_Task requirements:_ Can you quote the records below in full, word for word?

_Material for this task:_
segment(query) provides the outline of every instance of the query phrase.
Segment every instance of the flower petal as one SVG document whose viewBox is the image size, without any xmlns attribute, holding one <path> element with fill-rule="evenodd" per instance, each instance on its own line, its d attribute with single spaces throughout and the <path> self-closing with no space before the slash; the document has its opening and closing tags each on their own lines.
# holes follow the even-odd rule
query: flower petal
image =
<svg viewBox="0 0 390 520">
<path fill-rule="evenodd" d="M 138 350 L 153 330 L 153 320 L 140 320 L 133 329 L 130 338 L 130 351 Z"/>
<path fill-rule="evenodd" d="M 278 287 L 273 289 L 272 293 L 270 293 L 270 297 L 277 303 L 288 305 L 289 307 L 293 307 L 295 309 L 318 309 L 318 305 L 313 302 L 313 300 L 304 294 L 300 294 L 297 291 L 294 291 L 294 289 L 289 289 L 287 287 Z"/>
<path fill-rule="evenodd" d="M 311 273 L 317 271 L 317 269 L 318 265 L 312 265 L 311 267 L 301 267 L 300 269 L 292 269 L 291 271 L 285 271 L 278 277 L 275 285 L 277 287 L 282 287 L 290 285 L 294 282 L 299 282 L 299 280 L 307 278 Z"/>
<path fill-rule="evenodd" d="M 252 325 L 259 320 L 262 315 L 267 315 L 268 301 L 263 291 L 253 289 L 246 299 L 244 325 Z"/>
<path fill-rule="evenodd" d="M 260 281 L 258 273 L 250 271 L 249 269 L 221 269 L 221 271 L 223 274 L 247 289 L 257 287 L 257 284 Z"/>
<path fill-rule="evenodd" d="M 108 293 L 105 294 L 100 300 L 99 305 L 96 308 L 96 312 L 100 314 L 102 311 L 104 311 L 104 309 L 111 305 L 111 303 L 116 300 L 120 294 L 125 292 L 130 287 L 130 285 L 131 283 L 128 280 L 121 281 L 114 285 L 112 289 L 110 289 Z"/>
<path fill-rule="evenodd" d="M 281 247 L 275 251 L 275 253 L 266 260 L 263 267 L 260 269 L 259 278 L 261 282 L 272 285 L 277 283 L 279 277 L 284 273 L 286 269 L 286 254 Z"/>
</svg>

_Reply to the exercise:_
segment(query) provides the outline of every instance of the query phrase.
Segment every instance of the flower petal as one SVG document whose viewBox is the image size, without any xmlns attribute, holding one <path> element with fill-rule="evenodd" per instance, each instance on its own line, its d attribute with single spaces throughout and the <path> self-closing with no space before the slash; the document has its opening and closing tags each on their own lines.
# holes follow the even-odd rule
query: flower petal
image =
<svg viewBox="0 0 390 520">
<path fill-rule="evenodd" d="M 138 350 L 153 330 L 153 320 L 140 320 L 133 329 L 130 338 L 130 351 Z"/>
<path fill-rule="evenodd" d="M 278 287 L 273 289 L 272 293 L 270 293 L 270 297 L 277 303 L 288 305 L 289 307 L 293 307 L 295 309 L 318 309 L 318 305 L 313 302 L 313 300 L 304 294 L 300 294 L 297 291 L 294 291 L 294 289 L 289 289 L 287 287 Z"/>
<path fill-rule="evenodd" d="M 311 273 L 317 271 L 317 269 L 318 265 L 312 265 L 311 267 L 301 267 L 300 269 L 292 269 L 291 271 L 285 271 L 278 277 L 275 285 L 277 287 L 282 287 L 290 285 L 294 282 L 299 282 L 299 280 L 307 278 Z"/>
<path fill-rule="evenodd" d="M 252 325 L 259 320 L 262 315 L 267 315 L 268 301 L 263 291 L 253 289 L 246 299 L 244 325 Z"/>
<path fill-rule="evenodd" d="M 260 281 L 258 273 L 250 271 L 249 269 L 221 269 L 221 271 L 223 274 L 247 289 L 257 287 L 257 284 Z"/>
<path fill-rule="evenodd" d="M 108 293 L 105 294 L 100 300 L 99 305 L 96 308 L 96 312 L 100 314 L 102 311 L 104 311 L 104 309 L 111 305 L 111 303 L 116 300 L 120 294 L 125 292 L 130 287 L 130 285 L 131 283 L 128 280 L 121 281 L 114 285 L 112 289 L 110 289 Z"/>
<path fill-rule="evenodd" d="M 281 247 L 275 251 L 275 253 L 266 260 L 263 267 L 260 269 L 259 278 L 261 282 L 272 285 L 277 283 L 279 277 L 284 273 L 286 269 L 286 254 Z"/>
</svg>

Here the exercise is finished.